Reproduce the items below verbatim, from their start through the line containing "x=209, y=38", and omit the pictures from your answer.

═════ Raw records ═════

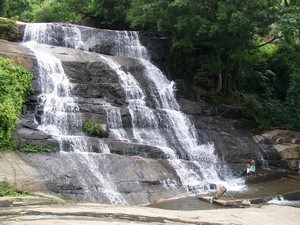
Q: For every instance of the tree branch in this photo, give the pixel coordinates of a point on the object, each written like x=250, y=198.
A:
x=268, y=42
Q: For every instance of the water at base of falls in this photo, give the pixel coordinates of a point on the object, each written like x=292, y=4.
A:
x=163, y=125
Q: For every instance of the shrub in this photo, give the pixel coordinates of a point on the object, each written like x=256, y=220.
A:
x=36, y=149
x=92, y=128
x=15, y=85
x=7, y=190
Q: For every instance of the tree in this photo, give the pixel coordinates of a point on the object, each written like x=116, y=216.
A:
x=209, y=38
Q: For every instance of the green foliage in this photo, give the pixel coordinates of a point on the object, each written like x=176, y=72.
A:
x=15, y=85
x=8, y=29
x=60, y=11
x=37, y=149
x=23, y=9
x=92, y=128
x=268, y=113
x=7, y=190
x=293, y=101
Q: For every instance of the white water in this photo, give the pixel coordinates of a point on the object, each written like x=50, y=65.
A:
x=162, y=125
x=177, y=130
x=60, y=114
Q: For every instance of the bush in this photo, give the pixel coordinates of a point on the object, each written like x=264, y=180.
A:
x=36, y=149
x=7, y=190
x=8, y=29
x=92, y=128
x=293, y=101
x=15, y=85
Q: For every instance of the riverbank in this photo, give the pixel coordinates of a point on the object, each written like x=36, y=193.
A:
x=36, y=211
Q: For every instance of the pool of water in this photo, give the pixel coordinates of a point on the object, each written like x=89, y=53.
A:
x=274, y=189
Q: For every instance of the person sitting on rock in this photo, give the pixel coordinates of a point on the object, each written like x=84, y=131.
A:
x=252, y=167
x=248, y=169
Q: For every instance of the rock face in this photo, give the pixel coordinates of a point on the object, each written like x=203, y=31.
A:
x=133, y=173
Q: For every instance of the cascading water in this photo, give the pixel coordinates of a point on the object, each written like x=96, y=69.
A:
x=159, y=123
x=60, y=116
x=164, y=125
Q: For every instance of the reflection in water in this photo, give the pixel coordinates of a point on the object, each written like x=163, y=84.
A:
x=265, y=190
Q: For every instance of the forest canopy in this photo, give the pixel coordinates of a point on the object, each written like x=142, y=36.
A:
x=246, y=52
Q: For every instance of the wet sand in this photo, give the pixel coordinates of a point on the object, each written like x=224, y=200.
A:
x=90, y=214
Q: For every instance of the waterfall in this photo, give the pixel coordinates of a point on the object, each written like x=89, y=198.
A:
x=60, y=115
x=160, y=124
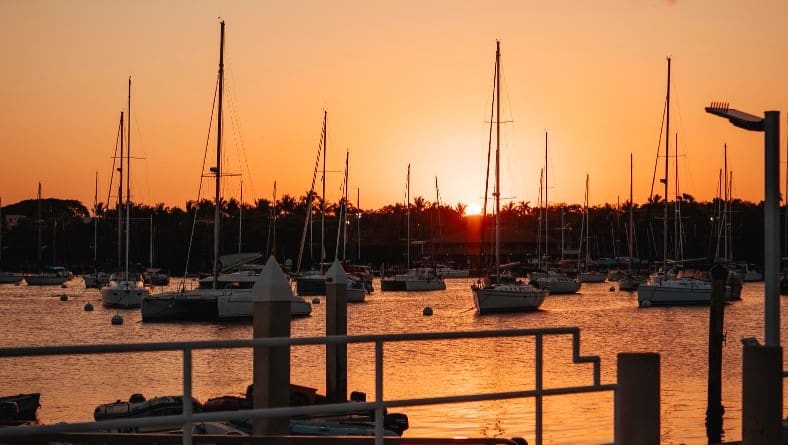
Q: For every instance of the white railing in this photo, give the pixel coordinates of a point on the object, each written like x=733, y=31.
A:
x=188, y=418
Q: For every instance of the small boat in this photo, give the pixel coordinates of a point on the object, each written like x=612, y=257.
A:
x=19, y=408
x=138, y=406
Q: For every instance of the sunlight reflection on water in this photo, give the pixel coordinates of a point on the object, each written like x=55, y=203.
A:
x=610, y=323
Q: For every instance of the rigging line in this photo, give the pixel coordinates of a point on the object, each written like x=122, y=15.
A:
x=659, y=144
x=202, y=169
x=238, y=132
x=114, y=160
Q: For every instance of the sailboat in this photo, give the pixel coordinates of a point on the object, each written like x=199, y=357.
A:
x=125, y=288
x=5, y=276
x=49, y=275
x=589, y=276
x=415, y=279
x=630, y=281
x=496, y=295
x=664, y=288
x=230, y=294
x=552, y=281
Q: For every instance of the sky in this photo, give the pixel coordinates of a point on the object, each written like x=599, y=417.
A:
x=406, y=82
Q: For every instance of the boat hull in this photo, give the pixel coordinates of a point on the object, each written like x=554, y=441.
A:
x=507, y=298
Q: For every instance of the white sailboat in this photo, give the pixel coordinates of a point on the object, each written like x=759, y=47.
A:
x=663, y=288
x=513, y=296
x=125, y=288
x=554, y=282
x=228, y=295
x=5, y=276
x=415, y=279
x=588, y=276
x=630, y=281
x=49, y=275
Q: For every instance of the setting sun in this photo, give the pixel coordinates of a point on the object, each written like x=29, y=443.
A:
x=472, y=210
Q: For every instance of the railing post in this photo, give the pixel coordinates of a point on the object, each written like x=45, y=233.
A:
x=762, y=394
x=637, y=399
x=187, y=396
x=539, y=387
x=380, y=412
x=272, y=298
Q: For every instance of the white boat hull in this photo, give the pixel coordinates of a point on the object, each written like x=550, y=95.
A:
x=507, y=298
x=124, y=294
x=239, y=304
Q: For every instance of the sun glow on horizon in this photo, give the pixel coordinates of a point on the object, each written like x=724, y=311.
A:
x=472, y=210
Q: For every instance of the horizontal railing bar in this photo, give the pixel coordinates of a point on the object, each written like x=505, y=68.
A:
x=332, y=408
x=147, y=438
x=277, y=341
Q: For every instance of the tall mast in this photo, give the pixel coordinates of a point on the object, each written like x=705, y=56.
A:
x=497, y=192
x=546, y=208
x=358, y=221
x=128, y=176
x=631, y=204
x=39, y=223
x=667, y=163
x=407, y=194
x=119, y=205
x=95, y=222
x=323, y=200
x=240, y=218
x=217, y=208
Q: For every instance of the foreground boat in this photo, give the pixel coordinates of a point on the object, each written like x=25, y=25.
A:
x=19, y=408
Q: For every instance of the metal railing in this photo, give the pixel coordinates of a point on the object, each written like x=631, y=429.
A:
x=188, y=418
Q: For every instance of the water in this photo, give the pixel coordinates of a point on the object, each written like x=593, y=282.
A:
x=610, y=323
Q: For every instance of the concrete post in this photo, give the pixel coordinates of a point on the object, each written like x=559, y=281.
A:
x=336, y=324
x=637, y=400
x=271, y=297
x=719, y=275
x=762, y=394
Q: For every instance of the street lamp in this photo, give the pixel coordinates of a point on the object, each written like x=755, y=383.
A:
x=762, y=373
x=770, y=126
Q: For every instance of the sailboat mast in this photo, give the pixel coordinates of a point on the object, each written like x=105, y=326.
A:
x=546, y=207
x=631, y=205
x=128, y=176
x=119, y=205
x=217, y=208
x=95, y=222
x=240, y=218
x=323, y=200
x=497, y=157
x=407, y=195
x=39, y=223
x=667, y=163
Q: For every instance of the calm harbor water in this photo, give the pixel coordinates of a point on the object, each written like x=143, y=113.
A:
x=610, y=323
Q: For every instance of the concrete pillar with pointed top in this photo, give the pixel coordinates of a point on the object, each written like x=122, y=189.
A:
x=336, y=324
x=271, y=300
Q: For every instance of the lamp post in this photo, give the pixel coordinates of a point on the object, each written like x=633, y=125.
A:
x=770, y=126
x=762, y=383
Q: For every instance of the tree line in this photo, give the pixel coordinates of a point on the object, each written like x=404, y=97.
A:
x=181, y=239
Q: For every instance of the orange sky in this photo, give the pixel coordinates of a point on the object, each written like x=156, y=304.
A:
x=403, y=82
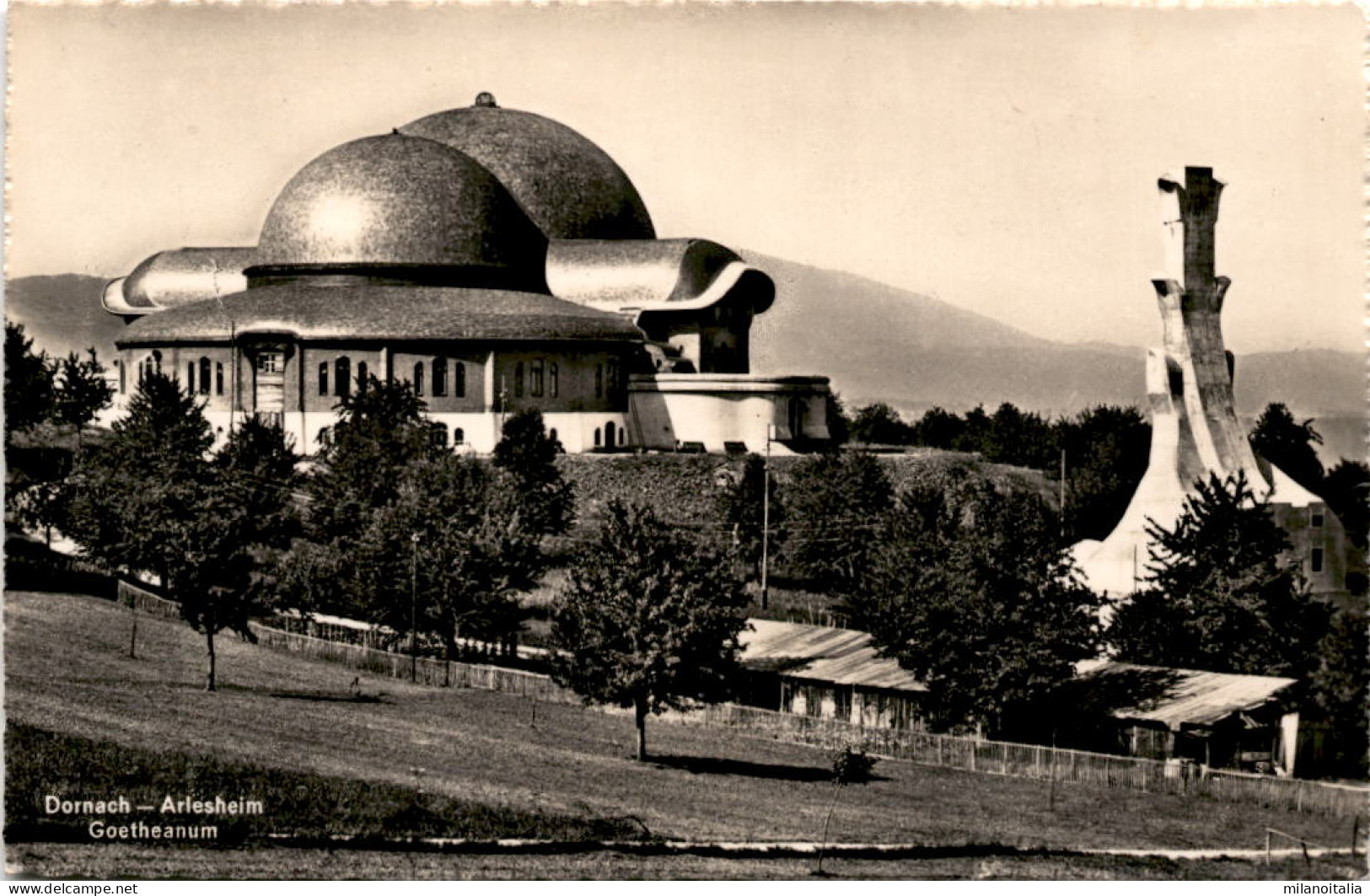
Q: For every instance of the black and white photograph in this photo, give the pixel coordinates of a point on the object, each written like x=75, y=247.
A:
x=714, y=442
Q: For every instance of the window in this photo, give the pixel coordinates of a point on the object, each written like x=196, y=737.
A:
x=536, y=376
x=343, y=377
x=438, y=377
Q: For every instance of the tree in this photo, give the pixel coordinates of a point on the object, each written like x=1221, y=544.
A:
x=528, y=455
x=379, y=431
x=1340, y=688
x=648, y=620
x=1223, y=593
x=259, y=460
x=83, y=391
x=29, y=383
x=1289, y=446
x=833, y=502
x=151, y=501
x=1347, y=492
x=938, y=429
x=880, y=425
x=839, y=425
x=741, y=507
x=971, y=592
x=1107, y=449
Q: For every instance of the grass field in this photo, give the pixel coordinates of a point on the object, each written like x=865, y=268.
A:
x=470, y=751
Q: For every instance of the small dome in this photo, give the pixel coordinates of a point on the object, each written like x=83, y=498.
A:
x=567, y=185
x=398, y=201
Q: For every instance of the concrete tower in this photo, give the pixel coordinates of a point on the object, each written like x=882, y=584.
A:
x=1195, y=431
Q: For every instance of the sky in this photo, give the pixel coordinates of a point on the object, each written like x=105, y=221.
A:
x=1001, y=159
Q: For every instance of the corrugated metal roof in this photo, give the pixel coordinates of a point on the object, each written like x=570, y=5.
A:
x=1187, y=696
x=841, y=657
x=847, y=657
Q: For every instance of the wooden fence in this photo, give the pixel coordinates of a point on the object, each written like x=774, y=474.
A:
x=948, y=751
x=423, y=670
x=1045, y=764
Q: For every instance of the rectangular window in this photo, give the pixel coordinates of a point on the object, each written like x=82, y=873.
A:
x=536, y=376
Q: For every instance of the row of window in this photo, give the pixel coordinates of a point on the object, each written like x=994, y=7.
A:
x=438, y=384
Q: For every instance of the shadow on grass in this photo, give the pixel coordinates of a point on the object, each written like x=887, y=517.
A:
x=712, y=765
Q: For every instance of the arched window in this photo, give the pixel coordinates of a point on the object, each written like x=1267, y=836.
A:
x=536, y=378
x=343, y=377
x=438, y=377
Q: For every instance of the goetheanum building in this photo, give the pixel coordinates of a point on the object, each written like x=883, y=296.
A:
x=493, y=260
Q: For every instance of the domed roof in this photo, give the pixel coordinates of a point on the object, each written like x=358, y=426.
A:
x=567, y=185
x=398, y=201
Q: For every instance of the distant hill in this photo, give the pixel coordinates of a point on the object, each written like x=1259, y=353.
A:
x=63, y=314
x=880, y=343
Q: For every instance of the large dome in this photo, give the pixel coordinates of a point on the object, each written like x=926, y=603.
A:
x=398, y=201
x=567, y=185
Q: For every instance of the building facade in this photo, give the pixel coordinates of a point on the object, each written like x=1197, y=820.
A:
x=493, y=260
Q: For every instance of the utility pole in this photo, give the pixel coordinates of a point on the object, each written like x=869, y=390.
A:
x=414, y=607
x=766, y=514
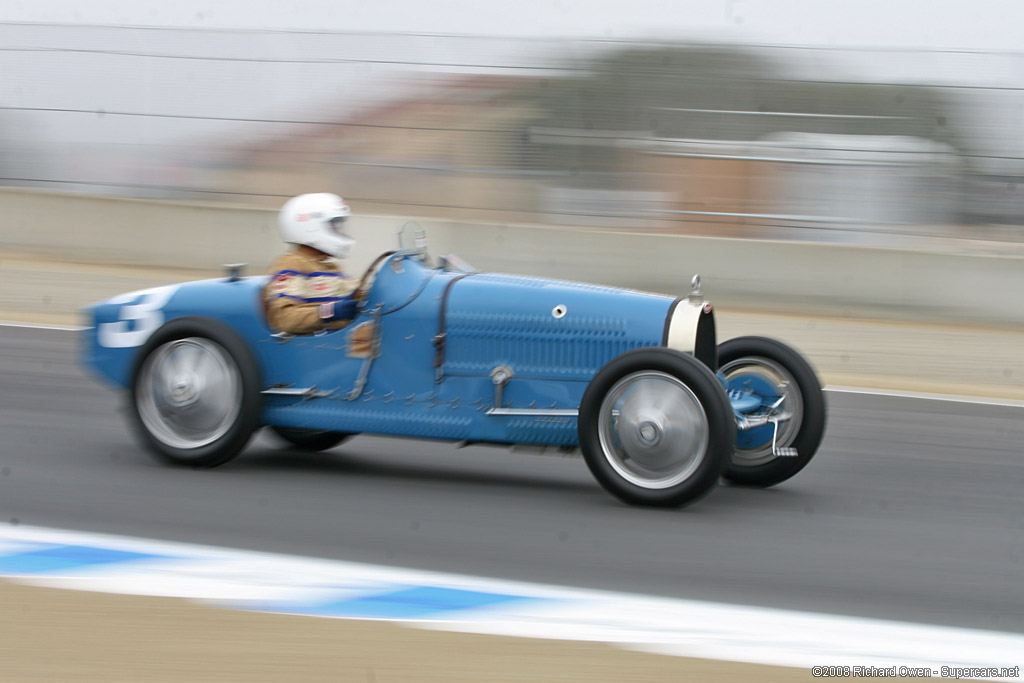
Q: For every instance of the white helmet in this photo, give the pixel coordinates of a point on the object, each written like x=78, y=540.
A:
x=318, y=221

═════

> _Output for this exercise_:
Q: For every instance of the tree branch in this photo, give the pixel coordinates of a point on the object, each written like x=250, y=198.
A:
x=268, y=42
Q: For every instance of the water at base of falls in this photo, give the pixel coordinates of a point on the object, each written like x=292, y=4.
A:
x=163, y=125
Q: For every instance of the shrub in this photo, give the pixel coordinates of a point on the object, each written like x=256, y=220.
A:
x=36, y=149
x=92, y=128
x=15, y=85
x=7, y=190
Q: For every instance of the tree in this photo, give the pixel coordinates of a point on the object, each written like x=116, y=216.
A:
x=209, y=38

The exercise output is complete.